Instructions to follow: Find each line in the entries below that contains the word "white", and copy those lines.

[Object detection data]
▼

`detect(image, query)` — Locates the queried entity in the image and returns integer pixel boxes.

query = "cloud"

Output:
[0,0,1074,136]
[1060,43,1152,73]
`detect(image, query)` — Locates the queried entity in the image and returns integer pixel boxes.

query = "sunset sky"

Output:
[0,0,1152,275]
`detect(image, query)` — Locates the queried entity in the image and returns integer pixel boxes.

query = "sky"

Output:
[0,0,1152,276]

▲
▼

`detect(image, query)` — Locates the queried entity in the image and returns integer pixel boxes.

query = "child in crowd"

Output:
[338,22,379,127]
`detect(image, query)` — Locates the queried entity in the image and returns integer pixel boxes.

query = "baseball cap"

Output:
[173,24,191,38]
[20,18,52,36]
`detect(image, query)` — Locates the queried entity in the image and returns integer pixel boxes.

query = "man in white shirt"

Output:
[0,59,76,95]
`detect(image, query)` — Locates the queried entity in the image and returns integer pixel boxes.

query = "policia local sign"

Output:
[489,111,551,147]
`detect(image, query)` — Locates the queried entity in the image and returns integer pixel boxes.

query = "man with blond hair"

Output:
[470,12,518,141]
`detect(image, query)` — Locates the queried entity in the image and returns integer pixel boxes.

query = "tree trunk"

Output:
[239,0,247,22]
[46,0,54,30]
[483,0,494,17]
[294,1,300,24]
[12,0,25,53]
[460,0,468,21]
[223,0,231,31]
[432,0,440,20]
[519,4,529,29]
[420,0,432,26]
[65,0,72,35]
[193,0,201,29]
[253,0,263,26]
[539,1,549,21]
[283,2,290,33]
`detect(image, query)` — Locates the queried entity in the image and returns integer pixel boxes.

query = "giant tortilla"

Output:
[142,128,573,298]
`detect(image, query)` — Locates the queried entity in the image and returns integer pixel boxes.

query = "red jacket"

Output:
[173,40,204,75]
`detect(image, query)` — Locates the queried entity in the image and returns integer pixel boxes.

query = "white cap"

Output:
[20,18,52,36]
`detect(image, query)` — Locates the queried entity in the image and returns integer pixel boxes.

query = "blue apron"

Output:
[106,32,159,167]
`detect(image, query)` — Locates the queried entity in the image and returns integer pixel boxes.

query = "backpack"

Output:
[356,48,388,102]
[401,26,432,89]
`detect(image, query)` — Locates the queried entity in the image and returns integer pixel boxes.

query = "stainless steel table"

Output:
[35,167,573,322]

▲

Solution to this exercise:
query = "man in white shirt"
query = "white cap"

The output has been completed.